**SET PROBLEM**
Reproduce each of the following lines word for word, in the same order.

++++ LISTED ENTRIES ++++

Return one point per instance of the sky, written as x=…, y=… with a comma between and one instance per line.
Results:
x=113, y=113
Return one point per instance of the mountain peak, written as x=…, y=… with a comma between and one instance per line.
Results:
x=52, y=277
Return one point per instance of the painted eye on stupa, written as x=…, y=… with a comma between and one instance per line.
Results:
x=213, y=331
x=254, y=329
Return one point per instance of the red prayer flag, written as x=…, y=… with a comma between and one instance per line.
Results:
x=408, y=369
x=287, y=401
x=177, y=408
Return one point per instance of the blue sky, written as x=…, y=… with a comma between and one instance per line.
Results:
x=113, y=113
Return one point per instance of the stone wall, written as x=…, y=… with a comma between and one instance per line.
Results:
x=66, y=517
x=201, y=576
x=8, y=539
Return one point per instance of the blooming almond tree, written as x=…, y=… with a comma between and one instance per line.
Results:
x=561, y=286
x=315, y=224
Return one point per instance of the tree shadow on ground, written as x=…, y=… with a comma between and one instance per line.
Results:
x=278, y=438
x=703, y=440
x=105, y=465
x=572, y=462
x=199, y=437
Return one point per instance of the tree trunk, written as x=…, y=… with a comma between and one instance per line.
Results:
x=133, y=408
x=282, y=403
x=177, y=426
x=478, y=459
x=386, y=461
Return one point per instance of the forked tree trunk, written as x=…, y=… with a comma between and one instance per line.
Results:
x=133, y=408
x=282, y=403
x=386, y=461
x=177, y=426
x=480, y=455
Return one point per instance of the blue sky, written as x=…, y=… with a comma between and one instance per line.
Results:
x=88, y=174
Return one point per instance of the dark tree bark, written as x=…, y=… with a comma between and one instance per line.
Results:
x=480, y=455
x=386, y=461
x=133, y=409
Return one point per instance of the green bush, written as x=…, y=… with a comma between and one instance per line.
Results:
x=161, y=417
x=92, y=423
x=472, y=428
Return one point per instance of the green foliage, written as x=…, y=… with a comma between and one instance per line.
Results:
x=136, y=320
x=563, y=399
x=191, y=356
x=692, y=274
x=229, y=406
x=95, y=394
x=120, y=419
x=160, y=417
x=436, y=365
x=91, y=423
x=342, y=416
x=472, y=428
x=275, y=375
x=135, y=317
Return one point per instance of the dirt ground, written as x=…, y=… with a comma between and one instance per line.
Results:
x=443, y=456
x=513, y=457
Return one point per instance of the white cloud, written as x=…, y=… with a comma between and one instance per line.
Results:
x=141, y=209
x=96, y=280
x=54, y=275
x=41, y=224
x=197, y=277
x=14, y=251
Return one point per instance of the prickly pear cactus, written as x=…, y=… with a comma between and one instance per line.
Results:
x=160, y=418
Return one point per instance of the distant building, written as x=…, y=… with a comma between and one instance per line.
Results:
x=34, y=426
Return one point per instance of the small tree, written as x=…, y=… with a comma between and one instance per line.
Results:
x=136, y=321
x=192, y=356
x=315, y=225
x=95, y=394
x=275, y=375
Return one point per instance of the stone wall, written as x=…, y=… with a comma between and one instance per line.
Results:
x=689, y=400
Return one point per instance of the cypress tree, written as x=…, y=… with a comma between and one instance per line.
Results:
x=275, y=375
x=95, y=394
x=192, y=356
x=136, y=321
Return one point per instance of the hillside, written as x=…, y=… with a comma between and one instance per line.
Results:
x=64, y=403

++++

**WORKED SOLUTION**
Return one point per instance of the sky, written as x=…, y=… with a comma between and one instance per line.
Results:
x=113, y=113
Return one point per instance of the mountain peak, written as x=…, y=… with a comma between and one instance per line.
Results:
x=52, y=277
Return one point per instance of the painted eye on stupa, written as x=…, y=… with a comma between and one instance per line.
Results:
x=213, y=331
x=254, y=329
Return one point per instance of the red prayer flag, written as x=…, y=… with a comma between and one instance per line.
Results:
x=408, y=369
x=287, y=401
x=177, y=408
Return one point per instance of the blue sky, written as x=…, y=… with a comma between and one instance per line.
Results:
x=113, y=113
Return one point per instance of the stone wall, written as x=…, y=… with a comma between and one instance per line.
Results:
x=66, y=517
x=201, y=576
x=8, y=539
Return one point per instance of the blooming almond tree, written as x=…, y=… with a comma between and one instance per line.
Results:
x=561, y=286
x=315, y=224
Return one point per instance of the tree shadow on ground, written as x=…, y=… with a comma between and one instance per line.
Results:
x=278, y=438
x=703, y=440
x=105, y=465
x=572, y=462
x=199, y=437
Return one point per instance of the tree trunk, written as x=…, y=… with a comma between and one instance per line.
Results:
x=133, y=408
x=282, y=403
x=177, y=426
x=478, y=459
x=386, y=461
Return one point per instance of the forked tree trunk, written as x=…, y=… with a comma between and one instance per line.
Results:
x=133, y=408
x=282, y=403
x=386, y=461
x=177, y=426
x=480, y=455
Return one point per instance of the blue sky, written as x=…, y=… with a comma between and one instance per line.
Results:
x=88, y=174
Return one point per instance of the dark tree bark, written as x=…, y=… with a comma between and one instance per line.
Results:
x=480, y=455
x=386, y=461
x=133, y=409
Return one point per instance of the green bush, written as x=…, y=… with a comma between and one instance per line.
Results:
x=161, y=417
x=92, y=423
x=472, y=428
Return one point per instance of the green foliage, written as x=…, y=… with a comma between and one instance per line.
Results:
x=136, y=320
x=563, y=399
x=191, y=356
x=692, y=274
x=229, y=406
x=95, y=394
x=120, y=419
x=160, y=417
x=436, y=365
x=91, y=423
x=342, y=416
x=472, y=428
x=275, y=375
x=135, y=317
Return one point per instance of the dirt ground, written as x=…, y=… with a comma between and one instance per line.
Results:
x=443, y=456
x=513, y=457
Return one point per instance of the white cloud, written as x=…, y=… with a comma between and one instance per line.
Results:
x=141, y=209
x=96, y=280
x=54, y=275
x=41, y=224
x=197, y=277
x=14, y=251
Return one point per instance of the prickly pear cactus, written as x=…, y=… with a comma between and one instance per line.
Results:
x=160, y=418
Return one point per instance of the distant building, written as x=…, y=… with a comma between and one instance per line.
Results:
x=34, y=426
Return one point per instance of the small tree, written as x=…, y=… with a comma between and one instance per line.
Results:
x=136, y=321
x=192, y=356
x=315, y=225
x=95, y=394
x=275, y=375
Return one point per instance of the stone wall, written as x=…, y=… with a comma between and one instance per line.
Results:
x=689, y=400
Return one point per instance of the cypress tree, written as x=…, y=… with a comma between and one instance per line.
Results:
x=275, y=375
x=95, y=394
x=192, y=356
x=136, y=321
Return one point per instance of the hillside, written as x=…, y=… with a comma between and one instance per line.
Results:
x=64, y=403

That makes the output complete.